[Supplied records start]
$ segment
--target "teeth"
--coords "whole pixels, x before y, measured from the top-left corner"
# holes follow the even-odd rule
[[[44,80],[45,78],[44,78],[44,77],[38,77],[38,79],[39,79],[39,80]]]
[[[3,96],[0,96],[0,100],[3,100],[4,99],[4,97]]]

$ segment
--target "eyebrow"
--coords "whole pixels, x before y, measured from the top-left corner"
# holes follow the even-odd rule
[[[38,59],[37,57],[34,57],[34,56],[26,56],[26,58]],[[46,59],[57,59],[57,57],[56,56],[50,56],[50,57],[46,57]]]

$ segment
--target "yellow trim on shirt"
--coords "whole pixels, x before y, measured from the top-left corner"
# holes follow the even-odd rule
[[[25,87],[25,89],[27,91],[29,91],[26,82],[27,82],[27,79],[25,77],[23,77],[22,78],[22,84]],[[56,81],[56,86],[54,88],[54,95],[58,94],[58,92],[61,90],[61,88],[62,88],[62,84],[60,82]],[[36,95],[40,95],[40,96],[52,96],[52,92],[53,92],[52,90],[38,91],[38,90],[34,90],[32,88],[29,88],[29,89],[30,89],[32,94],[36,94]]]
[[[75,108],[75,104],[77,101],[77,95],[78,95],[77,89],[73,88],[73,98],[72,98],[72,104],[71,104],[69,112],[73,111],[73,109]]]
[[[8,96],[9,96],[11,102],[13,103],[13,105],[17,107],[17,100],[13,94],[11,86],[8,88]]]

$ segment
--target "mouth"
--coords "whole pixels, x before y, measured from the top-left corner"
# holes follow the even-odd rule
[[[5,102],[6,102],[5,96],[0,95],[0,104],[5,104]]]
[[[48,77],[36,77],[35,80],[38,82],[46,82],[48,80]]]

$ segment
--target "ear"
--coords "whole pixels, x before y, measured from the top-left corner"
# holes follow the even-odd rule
[Supplied records end]
Work to complete: Pick out every line above that contains the string "target" and copy each of those lines in full.

Reply:
--target "teeth"
--target "eyebrow"
--target "yellow trim on shirt"
--target "mouth"
--target "ear"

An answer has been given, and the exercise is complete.